(Saved data entries)
::::::

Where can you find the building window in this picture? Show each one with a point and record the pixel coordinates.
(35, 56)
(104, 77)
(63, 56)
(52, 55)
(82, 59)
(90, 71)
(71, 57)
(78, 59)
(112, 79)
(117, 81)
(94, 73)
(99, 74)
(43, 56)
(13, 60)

::::::

*STATED EXERCISE*
Write out all the items again, switching "pixel coordinates" to "x and y coordinates" and leaving everything else the same.

*COMPLETED EXERCISE*
Where can you find the building window in this picture? Show each one with a point and record the x and y coordinates.
(35, 56)
(104, 77)
(63, 56)
(52, 55)
(82, 59)
(90, 71)
(71, 57)
(78, 59)
(112, 79)
(117, 81)
(94, 73)
(99, 74)
(43, 56)
(13, 60)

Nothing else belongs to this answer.